_WHAT IS REQUIRED:_
Pick out every line in the records below that contains the string "roof", copying each one in full. Case counts.

[Point annotation dataset records]
□ □ □ □

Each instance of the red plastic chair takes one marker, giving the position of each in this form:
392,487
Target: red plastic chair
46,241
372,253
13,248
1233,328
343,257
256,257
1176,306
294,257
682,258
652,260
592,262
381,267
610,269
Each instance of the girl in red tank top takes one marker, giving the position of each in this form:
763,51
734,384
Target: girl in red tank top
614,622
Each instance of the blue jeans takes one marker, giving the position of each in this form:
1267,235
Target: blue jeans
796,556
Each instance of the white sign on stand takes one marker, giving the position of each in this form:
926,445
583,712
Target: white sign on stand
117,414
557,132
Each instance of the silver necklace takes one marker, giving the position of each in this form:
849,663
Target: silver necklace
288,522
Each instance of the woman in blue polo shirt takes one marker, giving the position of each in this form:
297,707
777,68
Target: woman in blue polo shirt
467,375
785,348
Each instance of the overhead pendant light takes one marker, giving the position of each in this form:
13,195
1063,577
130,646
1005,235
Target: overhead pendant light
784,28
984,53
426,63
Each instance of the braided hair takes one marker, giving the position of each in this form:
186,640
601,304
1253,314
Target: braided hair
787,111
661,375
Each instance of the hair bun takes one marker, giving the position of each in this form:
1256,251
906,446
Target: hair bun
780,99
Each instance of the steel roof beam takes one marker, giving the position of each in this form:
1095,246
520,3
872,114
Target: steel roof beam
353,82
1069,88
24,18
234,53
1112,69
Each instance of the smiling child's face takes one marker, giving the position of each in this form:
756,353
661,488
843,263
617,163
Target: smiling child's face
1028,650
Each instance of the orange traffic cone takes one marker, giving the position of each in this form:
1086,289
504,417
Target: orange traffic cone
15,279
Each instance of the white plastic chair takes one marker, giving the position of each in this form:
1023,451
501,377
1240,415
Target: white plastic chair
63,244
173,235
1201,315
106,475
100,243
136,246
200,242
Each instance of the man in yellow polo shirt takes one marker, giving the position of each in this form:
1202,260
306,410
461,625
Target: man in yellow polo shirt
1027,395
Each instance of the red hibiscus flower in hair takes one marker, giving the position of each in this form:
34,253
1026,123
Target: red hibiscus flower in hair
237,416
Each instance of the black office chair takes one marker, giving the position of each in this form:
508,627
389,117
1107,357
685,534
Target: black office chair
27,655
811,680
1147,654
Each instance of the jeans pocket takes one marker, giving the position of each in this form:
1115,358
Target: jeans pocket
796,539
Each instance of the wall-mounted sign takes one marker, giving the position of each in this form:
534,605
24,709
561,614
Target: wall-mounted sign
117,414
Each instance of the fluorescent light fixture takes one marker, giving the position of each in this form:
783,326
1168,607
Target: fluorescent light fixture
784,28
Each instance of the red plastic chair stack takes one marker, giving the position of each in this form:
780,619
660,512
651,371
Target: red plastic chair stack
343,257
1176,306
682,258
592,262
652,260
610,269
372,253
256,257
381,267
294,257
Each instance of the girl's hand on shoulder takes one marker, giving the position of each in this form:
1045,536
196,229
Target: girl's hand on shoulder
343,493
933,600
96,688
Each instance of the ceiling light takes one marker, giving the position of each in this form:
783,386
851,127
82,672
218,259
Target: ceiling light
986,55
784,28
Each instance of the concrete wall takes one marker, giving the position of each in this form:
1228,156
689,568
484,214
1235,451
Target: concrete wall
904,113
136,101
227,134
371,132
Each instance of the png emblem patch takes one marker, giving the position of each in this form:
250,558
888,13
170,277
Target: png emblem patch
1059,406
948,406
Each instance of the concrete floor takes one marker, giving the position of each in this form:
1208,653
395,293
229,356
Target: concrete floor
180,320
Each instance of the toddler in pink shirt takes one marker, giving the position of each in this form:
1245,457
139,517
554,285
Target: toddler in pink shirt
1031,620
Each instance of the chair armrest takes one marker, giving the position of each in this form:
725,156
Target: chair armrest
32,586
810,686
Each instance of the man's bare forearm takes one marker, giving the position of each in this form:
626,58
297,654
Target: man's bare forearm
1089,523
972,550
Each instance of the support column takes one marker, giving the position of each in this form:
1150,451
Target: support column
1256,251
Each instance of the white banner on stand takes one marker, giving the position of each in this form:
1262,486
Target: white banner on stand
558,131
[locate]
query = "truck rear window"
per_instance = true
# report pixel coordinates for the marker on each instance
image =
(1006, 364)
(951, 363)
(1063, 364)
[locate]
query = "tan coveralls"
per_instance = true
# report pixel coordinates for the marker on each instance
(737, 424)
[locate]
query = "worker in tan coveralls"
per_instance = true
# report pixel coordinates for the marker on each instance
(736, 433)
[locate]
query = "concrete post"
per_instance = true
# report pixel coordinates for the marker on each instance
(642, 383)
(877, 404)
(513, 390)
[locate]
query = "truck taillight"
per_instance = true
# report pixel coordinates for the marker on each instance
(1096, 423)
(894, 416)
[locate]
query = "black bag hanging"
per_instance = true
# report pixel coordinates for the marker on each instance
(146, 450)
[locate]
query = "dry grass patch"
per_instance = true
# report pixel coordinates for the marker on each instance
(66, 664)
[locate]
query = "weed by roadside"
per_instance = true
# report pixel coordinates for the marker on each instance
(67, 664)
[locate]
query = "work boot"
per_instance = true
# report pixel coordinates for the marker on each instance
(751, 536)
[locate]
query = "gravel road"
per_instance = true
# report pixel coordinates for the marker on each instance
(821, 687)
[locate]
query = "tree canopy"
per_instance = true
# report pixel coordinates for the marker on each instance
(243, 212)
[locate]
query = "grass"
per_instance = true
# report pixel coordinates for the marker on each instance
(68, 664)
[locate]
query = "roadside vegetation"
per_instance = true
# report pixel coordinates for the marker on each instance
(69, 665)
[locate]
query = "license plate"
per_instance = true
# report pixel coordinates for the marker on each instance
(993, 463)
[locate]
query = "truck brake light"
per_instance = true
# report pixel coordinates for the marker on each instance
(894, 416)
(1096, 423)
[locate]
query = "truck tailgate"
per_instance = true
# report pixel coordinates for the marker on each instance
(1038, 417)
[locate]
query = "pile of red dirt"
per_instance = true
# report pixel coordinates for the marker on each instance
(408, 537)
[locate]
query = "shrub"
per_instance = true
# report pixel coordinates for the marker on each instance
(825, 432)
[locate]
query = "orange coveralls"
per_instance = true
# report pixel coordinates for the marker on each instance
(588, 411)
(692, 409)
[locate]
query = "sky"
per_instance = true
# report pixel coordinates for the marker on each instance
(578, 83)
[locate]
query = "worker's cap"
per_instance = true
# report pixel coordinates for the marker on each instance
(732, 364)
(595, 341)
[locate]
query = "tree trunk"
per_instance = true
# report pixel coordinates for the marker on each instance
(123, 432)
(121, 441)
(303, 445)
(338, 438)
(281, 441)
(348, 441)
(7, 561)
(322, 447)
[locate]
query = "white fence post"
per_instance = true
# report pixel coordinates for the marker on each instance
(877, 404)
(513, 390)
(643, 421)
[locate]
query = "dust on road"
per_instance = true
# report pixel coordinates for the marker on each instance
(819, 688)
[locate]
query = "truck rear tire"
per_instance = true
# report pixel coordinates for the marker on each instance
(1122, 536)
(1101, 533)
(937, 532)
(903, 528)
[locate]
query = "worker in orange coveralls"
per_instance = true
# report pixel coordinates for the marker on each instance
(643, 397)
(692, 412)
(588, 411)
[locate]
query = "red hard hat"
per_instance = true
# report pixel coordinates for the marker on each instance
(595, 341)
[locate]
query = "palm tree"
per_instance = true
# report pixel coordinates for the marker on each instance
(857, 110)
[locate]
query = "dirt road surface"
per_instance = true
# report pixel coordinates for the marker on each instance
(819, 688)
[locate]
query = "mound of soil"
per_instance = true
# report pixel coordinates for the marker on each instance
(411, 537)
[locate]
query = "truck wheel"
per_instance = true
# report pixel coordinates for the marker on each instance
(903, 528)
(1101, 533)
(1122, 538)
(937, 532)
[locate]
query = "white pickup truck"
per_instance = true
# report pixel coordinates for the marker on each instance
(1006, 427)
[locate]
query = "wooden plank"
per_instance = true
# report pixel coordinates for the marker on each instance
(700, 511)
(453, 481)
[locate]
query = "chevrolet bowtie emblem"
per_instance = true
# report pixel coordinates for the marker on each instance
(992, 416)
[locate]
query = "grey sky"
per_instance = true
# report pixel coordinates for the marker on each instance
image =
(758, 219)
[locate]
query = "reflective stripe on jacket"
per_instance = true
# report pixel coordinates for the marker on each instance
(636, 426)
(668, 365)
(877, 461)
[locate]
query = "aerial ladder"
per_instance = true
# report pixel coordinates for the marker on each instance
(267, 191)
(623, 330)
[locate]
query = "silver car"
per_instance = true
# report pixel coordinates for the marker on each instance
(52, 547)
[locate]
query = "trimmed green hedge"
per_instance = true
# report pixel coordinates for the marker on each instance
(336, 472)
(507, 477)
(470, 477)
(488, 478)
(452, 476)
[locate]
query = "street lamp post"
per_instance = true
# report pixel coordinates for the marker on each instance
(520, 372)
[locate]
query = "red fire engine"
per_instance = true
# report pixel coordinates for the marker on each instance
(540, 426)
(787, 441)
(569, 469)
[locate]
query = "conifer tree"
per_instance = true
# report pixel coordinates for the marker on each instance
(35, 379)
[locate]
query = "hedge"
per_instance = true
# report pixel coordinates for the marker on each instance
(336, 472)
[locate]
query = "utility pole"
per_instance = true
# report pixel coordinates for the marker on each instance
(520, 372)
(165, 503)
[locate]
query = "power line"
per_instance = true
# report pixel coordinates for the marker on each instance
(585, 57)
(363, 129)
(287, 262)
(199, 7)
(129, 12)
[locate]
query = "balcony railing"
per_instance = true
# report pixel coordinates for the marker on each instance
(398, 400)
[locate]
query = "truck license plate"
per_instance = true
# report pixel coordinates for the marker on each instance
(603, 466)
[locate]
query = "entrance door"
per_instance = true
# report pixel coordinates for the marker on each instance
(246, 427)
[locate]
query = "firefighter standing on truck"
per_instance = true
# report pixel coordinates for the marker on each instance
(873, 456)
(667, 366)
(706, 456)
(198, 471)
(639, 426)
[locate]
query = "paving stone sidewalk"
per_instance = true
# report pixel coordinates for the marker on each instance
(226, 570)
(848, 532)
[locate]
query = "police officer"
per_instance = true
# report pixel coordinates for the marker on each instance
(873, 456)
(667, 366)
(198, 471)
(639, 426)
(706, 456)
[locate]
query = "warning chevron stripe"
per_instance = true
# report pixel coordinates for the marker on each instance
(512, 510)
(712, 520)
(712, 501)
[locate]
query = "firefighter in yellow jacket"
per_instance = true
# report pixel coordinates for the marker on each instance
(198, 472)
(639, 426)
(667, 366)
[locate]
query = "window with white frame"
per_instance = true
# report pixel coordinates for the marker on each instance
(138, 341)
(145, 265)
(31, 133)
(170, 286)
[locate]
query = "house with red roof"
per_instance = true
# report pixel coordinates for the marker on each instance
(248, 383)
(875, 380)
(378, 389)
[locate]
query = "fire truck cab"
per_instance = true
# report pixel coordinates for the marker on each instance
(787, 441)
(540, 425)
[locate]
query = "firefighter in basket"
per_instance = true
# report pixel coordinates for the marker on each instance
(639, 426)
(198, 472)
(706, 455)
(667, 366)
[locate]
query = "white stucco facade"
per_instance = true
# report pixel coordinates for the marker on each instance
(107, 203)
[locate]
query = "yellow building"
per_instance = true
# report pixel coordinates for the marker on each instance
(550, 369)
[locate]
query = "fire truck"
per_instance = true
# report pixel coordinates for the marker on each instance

□ □ □ □

_REPLY:_
Each instance of the steel roof beam takes one marker, giving the position of each in this form:
Target: steel roof beam
query = "house with red roof"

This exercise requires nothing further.